_Given problem_.
Could you write out the data below again, replacing "top-left corner" with "upper-left corner" and changing nothing else, but leaving the pictures out?

-- START OF Given information --

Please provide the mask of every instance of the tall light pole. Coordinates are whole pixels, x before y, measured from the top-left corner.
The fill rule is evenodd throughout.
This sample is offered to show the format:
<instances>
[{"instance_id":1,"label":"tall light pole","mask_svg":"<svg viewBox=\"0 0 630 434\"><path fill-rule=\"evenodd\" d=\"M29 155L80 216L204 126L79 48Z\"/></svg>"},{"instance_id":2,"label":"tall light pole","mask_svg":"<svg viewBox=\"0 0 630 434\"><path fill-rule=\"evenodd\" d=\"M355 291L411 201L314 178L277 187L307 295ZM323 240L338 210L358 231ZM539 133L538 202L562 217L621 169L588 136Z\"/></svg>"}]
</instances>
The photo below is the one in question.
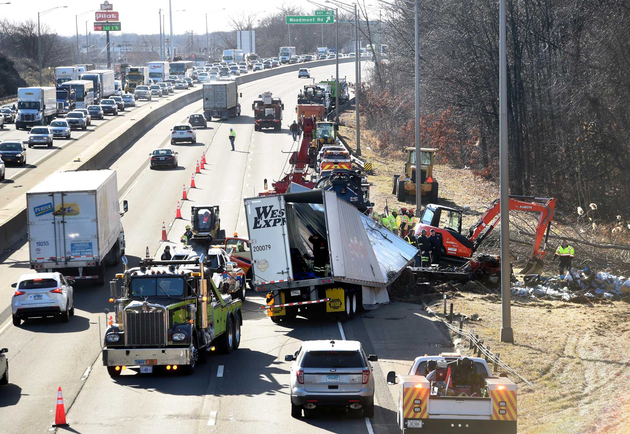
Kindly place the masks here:
<instances>
[{"instance_id":1,"label":"tall light pole","mask_svg":"<svg viewBox=\"0 0 630 434\"><path fill-rule=\"evenodd\" d=\"M37 13L37 57L39 60L39 72L40 72L40 87L42 87L42 34L40 32L40 16L47 14L50 11L59 9L59 8L67 8L67 6L55 6L50 9L47 9L43 12Z\"/></svg>"},{"instance_id":2,"label":"tall light pole","mask_svg":"<svg viewBox=\"0 0 630 434\"><path fill-rule=\"evenodd\" d=\"M505 0L499 0L499 190L501 204L501 341L513 342L510 311L510 185L508 166L507 56Z\"/></svg>"}]
</instances>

-- END OF Given information --

_Answer to the exercise_.
Please provide the mask of every instance of the tall light pole. Coordinates are whole pixels, x before y, measured from the upper-left corner.
The fill rule is evenodd throughout.
This sample is offered to show the format:
<instances>
[{"instance_id":1,"label":"tall light pole","mask_svg":"<svg viewBox=\"0 0 630 434\"><path fill-rule=\"evenodd\" d=\"M29 155L80 216L204 126L79 48Z\"/></svg>"},{"instance_id":2,"label":"tall light pole","mask_svg":"<svg viewBox=\"0 0 630 434\"><path fill-rule=\"evenodd\" d=\"M355 291L411 201L314 178L277 187L307 295ZM323 240L338 210L358 231ZM539 133L538 202L562 217L621 169L588 136Z\"/></svg>"}]
</instances>
The photo below is the one in question.
Kindly place the masks here:
<instances>
[{"instance_id":1,"label":"tall light pole","mask_svg":"<svg viewBox=\"0 0 630 434\"><path fill-rule=\"evenodd\" d=\"M37 13L37 57L39 60L39 72L40 72L40 87L42 87L42 34L40 32L40 16L47 14L50 11L59 9L59 8L67 8L67 6L55 6L50 9L47 9L43 12Z\"/></svg>"},{"instance_id":2,"label":"tall light pole","mask_svg":"<svg viewBox=\"0 0 630 434\"><path fill-rule=\"evenodd\" d=\"M505 0L499 0L499 190L501 204L501 341L513 342L510 311L510 185L508 166L507 56Z\"/></svg>"}]
</instances>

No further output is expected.